● **TASK INSTRUCTIONS**
Once the pictures are removed, output the remaining entries exactly as given.

LISTED RECORDS Block Start

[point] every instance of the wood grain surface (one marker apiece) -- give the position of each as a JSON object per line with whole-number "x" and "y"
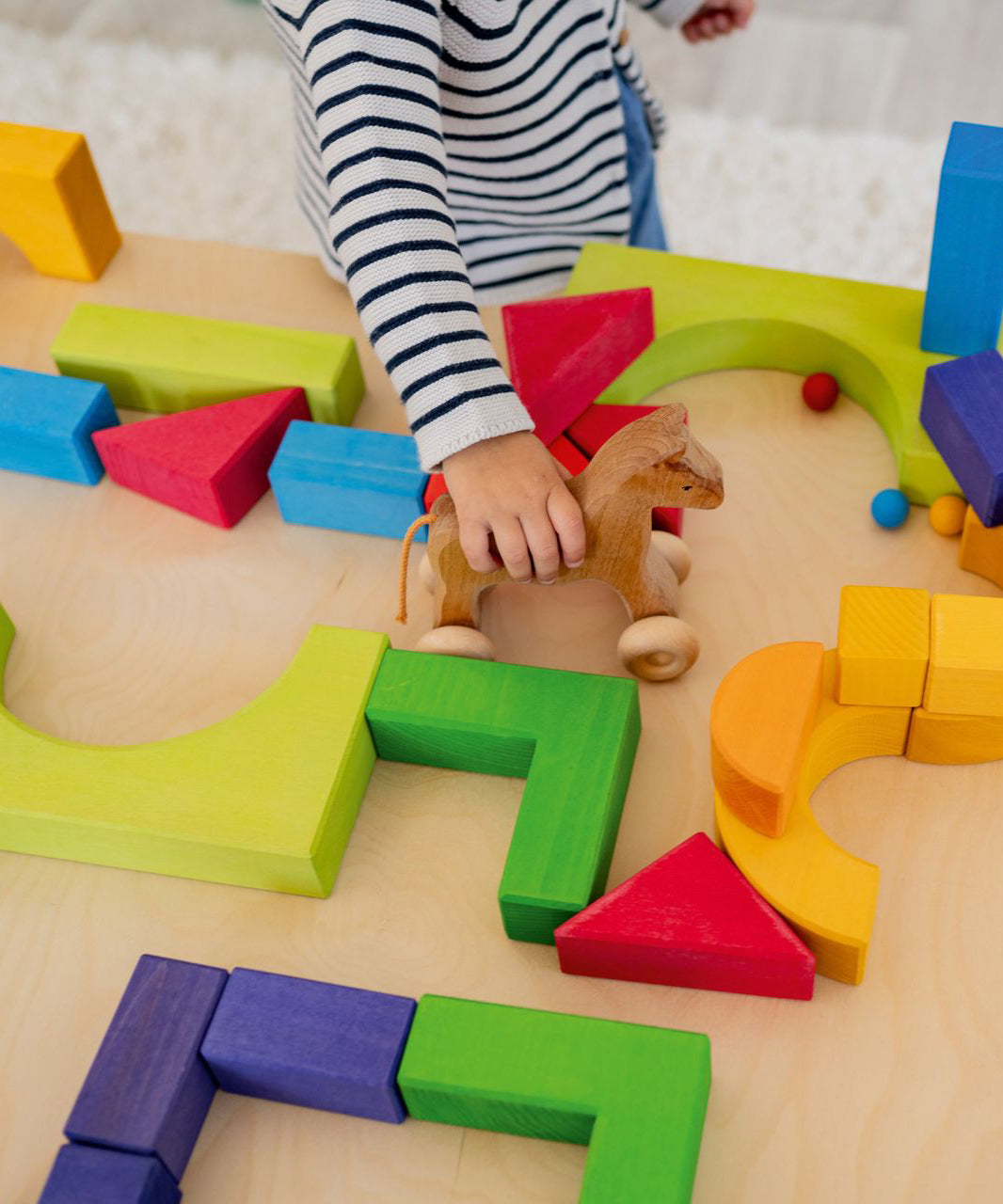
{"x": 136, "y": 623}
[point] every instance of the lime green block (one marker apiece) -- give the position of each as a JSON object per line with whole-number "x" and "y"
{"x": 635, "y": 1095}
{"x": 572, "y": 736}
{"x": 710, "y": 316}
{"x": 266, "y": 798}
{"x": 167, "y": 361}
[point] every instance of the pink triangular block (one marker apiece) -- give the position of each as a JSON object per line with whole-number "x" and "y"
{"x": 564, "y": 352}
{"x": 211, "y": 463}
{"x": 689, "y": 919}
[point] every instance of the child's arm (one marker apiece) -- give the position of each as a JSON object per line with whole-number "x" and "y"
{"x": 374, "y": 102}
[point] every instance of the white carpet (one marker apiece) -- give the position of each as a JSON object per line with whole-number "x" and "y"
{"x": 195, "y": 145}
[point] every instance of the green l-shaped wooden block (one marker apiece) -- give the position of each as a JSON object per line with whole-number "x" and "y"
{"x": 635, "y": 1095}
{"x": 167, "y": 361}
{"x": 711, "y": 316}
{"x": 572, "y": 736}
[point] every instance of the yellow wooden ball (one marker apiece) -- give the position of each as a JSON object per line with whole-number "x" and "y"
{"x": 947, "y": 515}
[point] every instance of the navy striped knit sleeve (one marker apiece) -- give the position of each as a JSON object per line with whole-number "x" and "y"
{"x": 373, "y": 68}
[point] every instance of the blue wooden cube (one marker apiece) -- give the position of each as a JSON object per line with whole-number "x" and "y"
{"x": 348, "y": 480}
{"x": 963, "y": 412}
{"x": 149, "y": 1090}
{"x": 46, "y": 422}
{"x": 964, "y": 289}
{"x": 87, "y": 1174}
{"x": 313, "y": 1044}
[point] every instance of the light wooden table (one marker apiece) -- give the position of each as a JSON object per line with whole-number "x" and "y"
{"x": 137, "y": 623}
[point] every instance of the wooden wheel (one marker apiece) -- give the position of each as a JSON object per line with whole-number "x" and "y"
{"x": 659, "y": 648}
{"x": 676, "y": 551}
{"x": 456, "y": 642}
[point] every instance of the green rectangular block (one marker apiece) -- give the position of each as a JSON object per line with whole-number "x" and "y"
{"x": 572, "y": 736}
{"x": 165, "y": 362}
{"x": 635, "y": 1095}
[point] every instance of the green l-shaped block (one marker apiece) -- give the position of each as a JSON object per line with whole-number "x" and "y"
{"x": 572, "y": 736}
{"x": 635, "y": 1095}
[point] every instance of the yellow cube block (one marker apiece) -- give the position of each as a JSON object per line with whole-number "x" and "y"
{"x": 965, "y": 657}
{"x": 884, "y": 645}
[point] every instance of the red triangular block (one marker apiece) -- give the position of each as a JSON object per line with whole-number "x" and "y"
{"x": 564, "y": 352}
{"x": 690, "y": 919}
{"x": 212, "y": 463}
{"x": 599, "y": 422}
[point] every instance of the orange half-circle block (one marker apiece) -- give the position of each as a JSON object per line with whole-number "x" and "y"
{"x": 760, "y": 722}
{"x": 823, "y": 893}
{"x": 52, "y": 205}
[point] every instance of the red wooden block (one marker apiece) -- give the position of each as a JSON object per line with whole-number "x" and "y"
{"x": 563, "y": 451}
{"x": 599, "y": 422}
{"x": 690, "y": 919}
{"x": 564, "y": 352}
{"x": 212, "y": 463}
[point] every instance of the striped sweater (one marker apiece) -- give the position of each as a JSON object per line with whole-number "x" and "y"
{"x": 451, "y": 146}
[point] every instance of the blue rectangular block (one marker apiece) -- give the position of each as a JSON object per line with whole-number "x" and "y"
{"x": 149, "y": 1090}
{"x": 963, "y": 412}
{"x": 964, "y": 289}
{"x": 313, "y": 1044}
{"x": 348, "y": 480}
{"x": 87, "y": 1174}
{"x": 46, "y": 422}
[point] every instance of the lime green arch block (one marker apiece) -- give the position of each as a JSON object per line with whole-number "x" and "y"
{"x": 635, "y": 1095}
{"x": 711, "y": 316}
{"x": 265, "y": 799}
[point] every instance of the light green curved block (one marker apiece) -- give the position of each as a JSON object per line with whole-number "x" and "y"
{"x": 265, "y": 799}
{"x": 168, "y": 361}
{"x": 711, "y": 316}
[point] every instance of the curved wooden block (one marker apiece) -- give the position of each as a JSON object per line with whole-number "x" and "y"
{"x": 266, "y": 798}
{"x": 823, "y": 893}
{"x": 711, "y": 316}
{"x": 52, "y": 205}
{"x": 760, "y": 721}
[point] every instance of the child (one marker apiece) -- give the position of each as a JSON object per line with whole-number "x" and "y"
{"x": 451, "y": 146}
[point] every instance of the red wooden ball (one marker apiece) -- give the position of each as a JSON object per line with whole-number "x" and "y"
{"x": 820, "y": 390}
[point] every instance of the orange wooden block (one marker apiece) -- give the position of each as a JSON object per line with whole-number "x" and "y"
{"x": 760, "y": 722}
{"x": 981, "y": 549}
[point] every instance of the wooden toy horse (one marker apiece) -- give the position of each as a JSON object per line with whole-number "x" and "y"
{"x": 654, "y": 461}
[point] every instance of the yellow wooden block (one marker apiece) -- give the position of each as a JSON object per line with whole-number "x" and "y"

LISTED RECORDS Block End

● **SOLUTION**
[point] every instance of the wood grain surface (one marker apiece) -- give the position of each as a JSON object per line with whole-number "x" and "y"
{"x": 136, "y": 623}
[point] every instance of the lime green block (one marker apiece) -- give the position of each as a JSON object per line with whole-number "x" and "y"
{"x": 635, "y": 1095}
{"x": 572, "y": 736}
{"x": 710, "y": 316}
{"x": 266, "y": 798}
{"x": 167, "y": 361}
[point] every instance of the pink triangular block (one marker apiece) -- give the position of each as a JSON object per line with whole-number "x" and "y"
{"x": 564, "y": 352}
{"x": 211, "y": 463}
{"x": 689, "y": 919}
[point] every instance of the child's arm (one marker apiece) -- give the position of each as a JSON object per line with whole-number "x" and "y"
{"x": 374, "y": 102}
[point] every instance of the white carpet (one marker apiece) -- give the position of each as a JSON object per line with whole-number "x" and "y"
{"x": 195, "y": 145}
[point] every instance of the green l-shaped wooden block (one marker apiece) -- give the position of each as a JSON object per line with whole-number "x" and "y"
{"x": 635, "y": 1095}
{"x": 167, "y": 361}
{"x": 711, "y": 316}
{"x": 572, "y": 736}
[point] every instance of the yellow wooden ball (one marker apiece) -- give the position of each as a JSON object per line with whole-number "x" and "y"
{"x": 947, "y": 515}
[point] every instance of the navy striped knit sleeve (one marker apiece) -- give the position of each as a JSON object per line with whole-number "x" and "y"
{"x": 373, "y": 68}
[point] every instance of the blue wooden cube (one marker apiece) -- give the position of each as a JSON object per line with whole-number "x" and "y"
{"x": 348, "y": 480}
{"x": 963, "y": 412}
{"x": 149, "y": 1090}
{"x": 46, "y": 422}
{"x": 964, "y": 289}
{"x": 87, "y": 1174}
{"x": 313, "y": 1044}
[point] every instance of the light wooden table (one marker apiece) -- give the position of each as a JSON object per line with whole-number "x" and "y"
{"x": 137, "y": 623}
[point] every instance of the wooden wheel (one marker apiece) -- give the position of each as a JSON object per line with whole-number "x" and "y"
{"x": 659, "y": 648}
{"x": 676, "y": 551}
{"x": 456, "y": 642}
[point] every instance of the green rectangular block (one marker apiece) -- give the position of each as a JSON object per line with whole-number "x" and "y"
{"x": 572, "y": 736}
{"x": 165, "y": 362}
{"x": 635, "y": 1095}
[point] every instance of the green l-shaped block (one marker apiece) -- give the position of each as a JSON object per line with whole-number "x" and "y"
{"x": 572, "y": 736}
{"x": 635, "y": 1095}
[point] every instance of the yellow cube block (one marker apiece) -- give the position of each as a JSON object per line with whole-number "x" and "y"
{"x": 965, "y": 657}
{"x": 884, "y": 645}
[point] every instance of the red triangular block (one marker apiece) -- give the position of each as a JSON object per line with whole-number "x" and "y"
{"x": 564, "y": 352}
{"x": 690, "y": 919}
{"x": 212, "y": 463}
{"x": 599, "y": 422}
[point] every instance of the orange half-circle block (one marker apiece) -- give the position of each as a JSON object per line with whole-number "x" and "y"
{"x": 760, "y": 722}
{"x": 823, "y": 893}
{"x": 52, "y": 205}
[point] every instance of the red wooden block (one marker apiece) -- give the position of each as a JSON object per line with whole-number "x" and "y"
{"x": 563, "y": 451}
{"x": 599, "y": 422}
{"x": 690, "y": 919}
{"x": 564, "y": 352}
{"x": 212, "y": 463}
[point] every instance of the striped sweater (one marker apiece) -- give the position of each as a JSON object per line with whole-number "x" and "y"
{"x": 451, "y": 146}
[point] every instance of the blue rectangular block (one marker apiece) -- give the position of each as a JSON object per line with whole-number "x" and "y"
{"x": 149, "y": 1090}
{"x": 963, "y": 412}
{"x": 964, "y": 289}
{"x": 313, "y": 1044}
{"x": 348, "y": 480}
{"x": 87, "y": 1174}
{"x": 46, "y": 422}
[point] every instance of the lime green arch block (one marker apiece) -- give the position of each as a JSON object per line with whole-number "x" and "y"
{"x": 635, "y": 1095}
{"x": 711, "y": 316}
{"x": 265, "y": 799}
[point] every instance of the light green curved block (one marker apiece) -- give the position of each as a JSON object per line with whole-number "x" and "y"
{"x": 265, "y": 799}
{"x": 168, "y": 361}
{"x": 711, "y": 316}
[point] every instance of the curved wooden block (one marker apiece) -- give the position of each as a JSON object per line with whole-number "x" and "y"
{"x": 266, "y": 798}
{"x": 823, "y": 893}
{"x": 711, "y": 316}
{"x": 52, "y": 205}
{"x": 760, "y": 721}
[point] every instance of the child (one marker apiece) -- give the position of each as a JSON object per line with whole-number "x" and "y"
{"x": 451, "y": 146}
[point] every instance of the red wooden ball (one marker apiece) -- give the position of each as a JSON object per line with whole-number "x" and "y"
{"x": 820, "y": 390}
[point] every instance of the orange wooden block (one marker apiece) -- give the position of each as a JSON object per line with whole-number "x" and "y"
{"x": 760, "y": 722}
{"x": 981, "y": 549}
[point] every instance of the wooden toy horse (one marker apiece) -- give the position of each as a JSON object per line with whole-number "x" and "y"
{"x": 654, "y": 461}
[point] every instance of the yellow wooden block (one marker apiece) -- give the position of each as a JSON object per line with whole-number "x" and "y"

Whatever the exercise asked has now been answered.